Perintah 1.
Tolong laporkan setiap baris catatan di bawah yang memuat kata "cluster".

Teks Sumber.
Bangkitkanlah rasul untuk mewartakan sabda-Mu. Bangkitkanlah guru untuk
mengajar kaum beriman, dan gembala untuk menuntun kami menemukan makanan yang
berlimpah bagi jiwa raga kami. Semoga mereka semua dapat ikut serta dalam peran
Kristus sendiri: memimpin, mengajar, dan menguduskan kami semua, agar kami
semua tidak kekurangan suatua apa. Demi Kristus, Tuhan kami. Amin.
(Sumber : Puji Syukur nomer 182)
Pemikiran Dasar
Aneh, tetapi nyata! Itulah
pendapat banyak orang tentang teman atau kerabatnya yang menentukan jalan
hidupnya sebagai biarawan atau biarawati. Tidak jarang kita mendengar cerita
tentang banyak orangtua yang menentang keras anaknya yang ingin menjadi pastor,
suster, atau bruder. Tetapi tidak sedikit orangtua yang mendorong atau
mendukung anaknya yang memilih jalan hidup membiara. Bagi mereka yang sudah
menjadi biarawan atau biarawati, ketika ditanya mengapa mau menjalani hidup
seperti itu, mereka menjawab bahwa itulah panggilan hidup. Menjadi seorang
biarawan atau biarawati itu sebuah pilihan hidup. Bagi mereka, hidup membiara
itu merupakan jawaban atas panggilan Tuhan untuk melayani dan menguduskan
dunia.
Hidup membiara adalah salah
satu bentuk hidup selibat yang dijalani oleh mereka yang dipanggil untuk
mengikuti Kristus secara tuntas (total dan menyeluruh), dengan mengikuti
nasihat Injil. Hidup membiara adalah corak hidup, bukan fungsi gerejawi. Dengan
kata lain, hidup membiara adalah suatu corak atau cara hidup yang di dalamnya
orang hendak bersatu dan mengikuti Kristus secara tuntas, melalui kaul yang
mewajibkannya untuk hidup menurut tiga nasihat injil, yakni keperawanan, kemiskinan,
dan ketaatan (bdk. LG 44). Dengan mengucapkan kaul keperawanan, orang
membaktikan diri secara total dan menyeluruh kepada Kristus. Dengan mengucapkan
kaul kemiskinan, orang berjanji akan hidup secara sederhana dan rela
menyumbangkan apa saja demi kerasulan. Dan dengan mengucapkan kaul ketaatan,
orang berjanji akan patuh kepada pimpinannya dan rela membaktikan diri kepada
hidup dan kerasulan bersama. Kaul-kaul tersebut bukan inti hidup membiara. Inti
hidup membiara adalah persatuan
erat dengan Kristus
melalui penyerahan diri secara total dan menyeluruh kepada-Nya.

Perintah 2.
Menurut teks tentang hidup membiara di atas, apa inti hidup membiara?

Baris Data.
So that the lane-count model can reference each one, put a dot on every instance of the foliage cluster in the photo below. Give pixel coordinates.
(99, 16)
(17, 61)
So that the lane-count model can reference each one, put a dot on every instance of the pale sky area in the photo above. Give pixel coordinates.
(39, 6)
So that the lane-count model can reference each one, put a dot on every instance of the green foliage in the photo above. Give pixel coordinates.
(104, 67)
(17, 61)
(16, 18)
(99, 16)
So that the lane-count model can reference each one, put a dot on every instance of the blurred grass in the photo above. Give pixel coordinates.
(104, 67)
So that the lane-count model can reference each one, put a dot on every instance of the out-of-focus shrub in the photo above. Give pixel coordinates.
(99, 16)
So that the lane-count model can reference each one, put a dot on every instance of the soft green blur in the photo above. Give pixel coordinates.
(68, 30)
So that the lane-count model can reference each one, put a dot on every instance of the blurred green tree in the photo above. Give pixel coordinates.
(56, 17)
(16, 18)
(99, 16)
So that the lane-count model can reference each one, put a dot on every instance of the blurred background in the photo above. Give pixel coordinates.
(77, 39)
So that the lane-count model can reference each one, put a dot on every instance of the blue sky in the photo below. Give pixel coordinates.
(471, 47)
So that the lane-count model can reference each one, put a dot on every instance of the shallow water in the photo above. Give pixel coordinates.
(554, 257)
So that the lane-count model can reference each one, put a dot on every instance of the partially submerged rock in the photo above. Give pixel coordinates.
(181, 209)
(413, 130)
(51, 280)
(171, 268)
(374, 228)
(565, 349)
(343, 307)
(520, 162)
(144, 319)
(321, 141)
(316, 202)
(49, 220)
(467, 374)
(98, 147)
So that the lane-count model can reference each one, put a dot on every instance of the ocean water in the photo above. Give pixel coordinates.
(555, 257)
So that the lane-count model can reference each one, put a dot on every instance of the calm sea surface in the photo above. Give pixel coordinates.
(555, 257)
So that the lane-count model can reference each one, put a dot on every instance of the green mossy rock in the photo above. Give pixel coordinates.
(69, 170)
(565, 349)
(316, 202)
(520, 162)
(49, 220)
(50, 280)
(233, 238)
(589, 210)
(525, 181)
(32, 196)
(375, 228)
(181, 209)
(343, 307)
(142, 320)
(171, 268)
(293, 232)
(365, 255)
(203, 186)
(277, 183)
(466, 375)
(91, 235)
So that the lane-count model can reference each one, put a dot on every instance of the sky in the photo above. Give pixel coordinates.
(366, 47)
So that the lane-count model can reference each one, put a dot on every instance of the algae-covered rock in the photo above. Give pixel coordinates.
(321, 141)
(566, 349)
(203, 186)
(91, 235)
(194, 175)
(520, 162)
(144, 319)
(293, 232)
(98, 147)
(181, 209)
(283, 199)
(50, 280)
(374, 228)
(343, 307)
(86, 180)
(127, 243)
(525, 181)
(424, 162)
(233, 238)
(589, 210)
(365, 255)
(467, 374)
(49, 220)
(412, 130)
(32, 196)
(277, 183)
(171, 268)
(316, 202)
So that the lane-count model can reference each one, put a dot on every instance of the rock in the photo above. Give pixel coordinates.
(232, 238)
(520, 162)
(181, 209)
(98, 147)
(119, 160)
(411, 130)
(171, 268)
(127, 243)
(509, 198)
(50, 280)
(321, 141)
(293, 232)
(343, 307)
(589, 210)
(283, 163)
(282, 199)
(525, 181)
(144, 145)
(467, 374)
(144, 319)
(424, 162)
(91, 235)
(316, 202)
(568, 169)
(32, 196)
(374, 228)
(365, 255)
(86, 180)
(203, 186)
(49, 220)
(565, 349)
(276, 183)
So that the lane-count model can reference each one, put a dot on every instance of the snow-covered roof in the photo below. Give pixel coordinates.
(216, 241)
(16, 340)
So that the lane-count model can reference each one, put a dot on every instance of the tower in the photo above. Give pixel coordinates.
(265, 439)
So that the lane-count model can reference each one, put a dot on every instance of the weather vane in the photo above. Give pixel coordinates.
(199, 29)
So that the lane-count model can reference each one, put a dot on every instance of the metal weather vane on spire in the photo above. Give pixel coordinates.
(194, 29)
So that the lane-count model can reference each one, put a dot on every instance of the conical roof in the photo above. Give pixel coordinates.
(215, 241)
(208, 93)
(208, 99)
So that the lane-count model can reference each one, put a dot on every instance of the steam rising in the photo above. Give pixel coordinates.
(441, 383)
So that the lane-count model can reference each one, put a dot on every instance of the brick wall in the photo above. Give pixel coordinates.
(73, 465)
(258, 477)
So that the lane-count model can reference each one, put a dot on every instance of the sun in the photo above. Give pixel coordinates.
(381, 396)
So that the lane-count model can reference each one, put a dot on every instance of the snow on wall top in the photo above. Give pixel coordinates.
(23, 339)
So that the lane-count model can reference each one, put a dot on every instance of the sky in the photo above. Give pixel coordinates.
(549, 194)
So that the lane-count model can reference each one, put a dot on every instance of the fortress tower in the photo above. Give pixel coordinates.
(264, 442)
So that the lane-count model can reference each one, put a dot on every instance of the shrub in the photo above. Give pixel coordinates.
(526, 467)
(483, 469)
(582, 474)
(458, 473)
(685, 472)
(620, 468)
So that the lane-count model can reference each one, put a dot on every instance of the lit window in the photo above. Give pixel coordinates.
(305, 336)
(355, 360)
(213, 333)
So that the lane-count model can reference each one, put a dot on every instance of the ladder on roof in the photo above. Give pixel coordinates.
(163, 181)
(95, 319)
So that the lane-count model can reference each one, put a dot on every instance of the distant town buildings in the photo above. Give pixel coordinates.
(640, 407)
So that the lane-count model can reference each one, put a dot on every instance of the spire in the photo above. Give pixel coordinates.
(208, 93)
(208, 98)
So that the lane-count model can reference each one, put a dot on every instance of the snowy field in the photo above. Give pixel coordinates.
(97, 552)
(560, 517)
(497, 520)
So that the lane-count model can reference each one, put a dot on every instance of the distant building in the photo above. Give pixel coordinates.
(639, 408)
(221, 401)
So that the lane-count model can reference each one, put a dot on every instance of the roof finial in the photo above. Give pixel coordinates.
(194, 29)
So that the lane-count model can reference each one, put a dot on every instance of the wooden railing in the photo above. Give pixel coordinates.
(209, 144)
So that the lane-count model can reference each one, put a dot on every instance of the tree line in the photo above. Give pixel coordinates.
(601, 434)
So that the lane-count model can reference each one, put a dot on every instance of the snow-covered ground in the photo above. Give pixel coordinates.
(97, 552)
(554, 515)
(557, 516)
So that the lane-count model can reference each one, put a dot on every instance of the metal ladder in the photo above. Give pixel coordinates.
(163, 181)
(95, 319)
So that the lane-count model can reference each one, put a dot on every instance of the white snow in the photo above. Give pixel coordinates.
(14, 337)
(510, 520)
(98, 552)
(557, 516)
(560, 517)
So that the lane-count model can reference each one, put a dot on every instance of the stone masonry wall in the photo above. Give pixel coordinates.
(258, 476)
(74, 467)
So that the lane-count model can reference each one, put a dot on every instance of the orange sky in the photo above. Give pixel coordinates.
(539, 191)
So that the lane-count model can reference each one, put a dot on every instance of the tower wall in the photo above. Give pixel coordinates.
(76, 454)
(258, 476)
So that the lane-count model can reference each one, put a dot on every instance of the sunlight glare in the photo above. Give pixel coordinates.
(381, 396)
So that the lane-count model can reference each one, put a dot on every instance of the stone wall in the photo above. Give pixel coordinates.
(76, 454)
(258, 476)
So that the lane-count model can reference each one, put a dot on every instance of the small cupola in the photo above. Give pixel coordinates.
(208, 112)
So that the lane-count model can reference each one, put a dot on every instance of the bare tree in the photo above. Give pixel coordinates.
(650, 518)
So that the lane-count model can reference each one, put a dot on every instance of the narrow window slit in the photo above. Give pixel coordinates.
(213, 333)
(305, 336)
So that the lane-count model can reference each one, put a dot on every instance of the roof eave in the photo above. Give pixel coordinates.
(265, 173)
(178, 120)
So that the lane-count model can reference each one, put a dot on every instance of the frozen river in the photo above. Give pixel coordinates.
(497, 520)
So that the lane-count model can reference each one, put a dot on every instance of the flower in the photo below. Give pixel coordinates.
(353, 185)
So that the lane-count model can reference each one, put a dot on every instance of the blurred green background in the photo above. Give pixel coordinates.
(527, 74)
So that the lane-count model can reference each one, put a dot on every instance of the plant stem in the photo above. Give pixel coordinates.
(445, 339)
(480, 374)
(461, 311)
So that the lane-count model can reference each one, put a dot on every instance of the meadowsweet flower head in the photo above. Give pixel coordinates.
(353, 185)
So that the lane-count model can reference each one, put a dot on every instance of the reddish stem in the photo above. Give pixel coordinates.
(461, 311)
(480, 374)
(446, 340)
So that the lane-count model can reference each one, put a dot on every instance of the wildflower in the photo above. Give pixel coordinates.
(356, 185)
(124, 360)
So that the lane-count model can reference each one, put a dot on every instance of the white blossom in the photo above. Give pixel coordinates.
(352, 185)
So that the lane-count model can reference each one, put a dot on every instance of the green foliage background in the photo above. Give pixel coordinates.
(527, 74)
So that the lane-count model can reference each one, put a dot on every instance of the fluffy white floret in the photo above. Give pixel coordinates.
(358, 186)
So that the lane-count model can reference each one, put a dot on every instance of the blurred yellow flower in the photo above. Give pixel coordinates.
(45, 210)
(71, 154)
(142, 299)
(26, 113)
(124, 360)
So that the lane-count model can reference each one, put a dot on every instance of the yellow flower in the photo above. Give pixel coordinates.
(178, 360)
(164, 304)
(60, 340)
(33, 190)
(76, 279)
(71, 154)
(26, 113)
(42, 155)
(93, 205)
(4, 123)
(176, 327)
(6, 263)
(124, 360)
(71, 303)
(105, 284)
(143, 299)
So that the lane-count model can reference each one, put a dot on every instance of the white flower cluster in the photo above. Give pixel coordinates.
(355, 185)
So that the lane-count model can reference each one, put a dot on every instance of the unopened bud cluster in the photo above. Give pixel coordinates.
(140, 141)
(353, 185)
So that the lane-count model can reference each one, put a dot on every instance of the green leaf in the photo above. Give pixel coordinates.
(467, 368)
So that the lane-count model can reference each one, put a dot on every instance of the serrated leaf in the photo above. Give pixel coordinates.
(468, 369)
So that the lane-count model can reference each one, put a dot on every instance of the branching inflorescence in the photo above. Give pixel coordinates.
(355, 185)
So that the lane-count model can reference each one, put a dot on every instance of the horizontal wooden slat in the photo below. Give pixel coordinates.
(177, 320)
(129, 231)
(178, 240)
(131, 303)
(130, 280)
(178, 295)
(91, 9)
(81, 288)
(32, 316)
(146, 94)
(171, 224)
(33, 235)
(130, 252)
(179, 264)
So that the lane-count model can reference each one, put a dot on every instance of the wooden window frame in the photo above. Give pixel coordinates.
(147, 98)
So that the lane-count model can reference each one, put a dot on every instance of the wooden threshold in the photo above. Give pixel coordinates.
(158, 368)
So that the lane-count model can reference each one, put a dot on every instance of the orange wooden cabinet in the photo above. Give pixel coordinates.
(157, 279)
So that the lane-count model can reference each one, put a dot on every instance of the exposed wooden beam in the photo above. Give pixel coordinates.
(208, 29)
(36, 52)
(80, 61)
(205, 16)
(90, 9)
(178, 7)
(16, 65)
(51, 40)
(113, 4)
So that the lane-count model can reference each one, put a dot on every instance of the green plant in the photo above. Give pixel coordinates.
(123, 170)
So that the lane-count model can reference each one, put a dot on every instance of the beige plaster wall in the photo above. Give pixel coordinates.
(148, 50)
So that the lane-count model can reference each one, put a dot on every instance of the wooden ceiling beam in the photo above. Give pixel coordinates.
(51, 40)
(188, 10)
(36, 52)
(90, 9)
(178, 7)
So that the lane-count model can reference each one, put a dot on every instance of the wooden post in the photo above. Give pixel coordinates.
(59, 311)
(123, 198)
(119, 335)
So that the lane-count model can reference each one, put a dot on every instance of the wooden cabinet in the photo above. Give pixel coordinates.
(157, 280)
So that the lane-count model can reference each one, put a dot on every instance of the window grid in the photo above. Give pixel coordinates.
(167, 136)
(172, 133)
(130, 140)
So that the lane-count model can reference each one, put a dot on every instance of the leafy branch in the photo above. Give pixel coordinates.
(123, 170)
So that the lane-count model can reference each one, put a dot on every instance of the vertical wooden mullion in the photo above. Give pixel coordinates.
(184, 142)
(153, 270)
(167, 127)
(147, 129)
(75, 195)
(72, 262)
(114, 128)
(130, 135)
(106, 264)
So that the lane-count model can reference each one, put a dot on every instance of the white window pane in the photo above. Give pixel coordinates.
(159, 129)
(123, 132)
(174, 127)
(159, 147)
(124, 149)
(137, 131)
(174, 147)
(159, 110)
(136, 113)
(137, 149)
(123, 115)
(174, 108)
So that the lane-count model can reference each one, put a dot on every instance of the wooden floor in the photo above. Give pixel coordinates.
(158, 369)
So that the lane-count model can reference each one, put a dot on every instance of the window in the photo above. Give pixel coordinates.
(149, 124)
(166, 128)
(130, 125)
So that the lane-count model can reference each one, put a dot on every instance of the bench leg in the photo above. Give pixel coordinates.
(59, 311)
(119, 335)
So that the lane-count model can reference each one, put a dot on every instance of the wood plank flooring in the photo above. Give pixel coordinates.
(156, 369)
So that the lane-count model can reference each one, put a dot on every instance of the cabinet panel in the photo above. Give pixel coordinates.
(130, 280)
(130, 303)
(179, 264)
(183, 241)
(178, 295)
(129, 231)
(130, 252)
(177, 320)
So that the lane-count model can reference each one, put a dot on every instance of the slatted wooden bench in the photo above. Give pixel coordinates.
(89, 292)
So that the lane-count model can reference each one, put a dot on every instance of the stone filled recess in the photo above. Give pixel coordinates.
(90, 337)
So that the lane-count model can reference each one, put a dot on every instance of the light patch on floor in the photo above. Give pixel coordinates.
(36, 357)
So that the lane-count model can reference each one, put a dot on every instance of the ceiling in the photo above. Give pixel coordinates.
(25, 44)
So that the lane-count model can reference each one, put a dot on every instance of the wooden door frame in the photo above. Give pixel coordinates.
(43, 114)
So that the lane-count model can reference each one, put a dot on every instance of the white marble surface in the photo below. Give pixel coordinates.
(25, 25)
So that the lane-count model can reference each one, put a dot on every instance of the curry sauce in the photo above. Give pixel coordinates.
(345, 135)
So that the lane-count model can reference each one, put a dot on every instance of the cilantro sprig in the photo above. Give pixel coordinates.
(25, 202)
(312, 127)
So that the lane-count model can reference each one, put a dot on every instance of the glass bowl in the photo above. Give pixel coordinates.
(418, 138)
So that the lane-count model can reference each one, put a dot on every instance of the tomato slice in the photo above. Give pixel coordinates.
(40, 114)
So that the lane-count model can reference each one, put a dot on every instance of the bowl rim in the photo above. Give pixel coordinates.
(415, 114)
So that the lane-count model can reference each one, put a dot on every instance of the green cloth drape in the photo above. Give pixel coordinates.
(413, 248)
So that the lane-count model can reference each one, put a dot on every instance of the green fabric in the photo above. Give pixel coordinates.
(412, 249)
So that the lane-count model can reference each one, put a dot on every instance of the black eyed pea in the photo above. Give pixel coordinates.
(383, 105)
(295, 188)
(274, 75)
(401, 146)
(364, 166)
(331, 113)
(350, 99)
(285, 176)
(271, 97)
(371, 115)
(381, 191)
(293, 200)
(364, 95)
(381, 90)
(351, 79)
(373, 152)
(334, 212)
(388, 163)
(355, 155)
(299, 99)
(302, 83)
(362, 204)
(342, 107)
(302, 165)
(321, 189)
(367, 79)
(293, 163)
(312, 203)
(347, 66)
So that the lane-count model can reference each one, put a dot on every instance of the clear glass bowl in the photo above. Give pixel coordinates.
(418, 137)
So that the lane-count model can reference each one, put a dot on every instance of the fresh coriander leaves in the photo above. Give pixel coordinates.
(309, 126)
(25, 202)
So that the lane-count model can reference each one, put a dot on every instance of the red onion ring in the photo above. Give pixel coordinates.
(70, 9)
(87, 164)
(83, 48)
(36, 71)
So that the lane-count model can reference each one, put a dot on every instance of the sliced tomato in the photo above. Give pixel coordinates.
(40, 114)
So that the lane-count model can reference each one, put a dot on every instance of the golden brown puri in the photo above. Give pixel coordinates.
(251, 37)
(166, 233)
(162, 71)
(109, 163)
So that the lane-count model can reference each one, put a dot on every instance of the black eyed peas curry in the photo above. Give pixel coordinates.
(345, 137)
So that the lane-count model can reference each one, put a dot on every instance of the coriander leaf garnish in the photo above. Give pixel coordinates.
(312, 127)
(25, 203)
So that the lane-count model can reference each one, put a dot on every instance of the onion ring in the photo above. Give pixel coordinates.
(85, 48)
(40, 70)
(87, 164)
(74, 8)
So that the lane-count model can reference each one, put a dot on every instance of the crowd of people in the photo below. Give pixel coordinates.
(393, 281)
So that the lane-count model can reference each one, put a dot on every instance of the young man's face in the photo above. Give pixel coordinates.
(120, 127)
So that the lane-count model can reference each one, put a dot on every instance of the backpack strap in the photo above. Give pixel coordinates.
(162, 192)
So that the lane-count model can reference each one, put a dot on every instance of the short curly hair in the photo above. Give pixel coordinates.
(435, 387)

Jawaban Lengkap 1.
So that the lane-count model can reference each one, put a dot on every instance of the foliage cluster in the photo below. Give pixel coordinates.
So that the lane-count model can reference each one, put a dot on every instance of the white flower cluster in the photo above. Give pixel coordinates.
So that the lane-count model can reference each one, put a dot on every instance of the unopened bud cluster in the photo above. Give pixel coordinates.

Jawaban Lengkap 2.
Inti hidup membiara adalah persatuan erat dengan Kristus melalui penyerahan diri secara total dan menyeluruh kepada-Nya.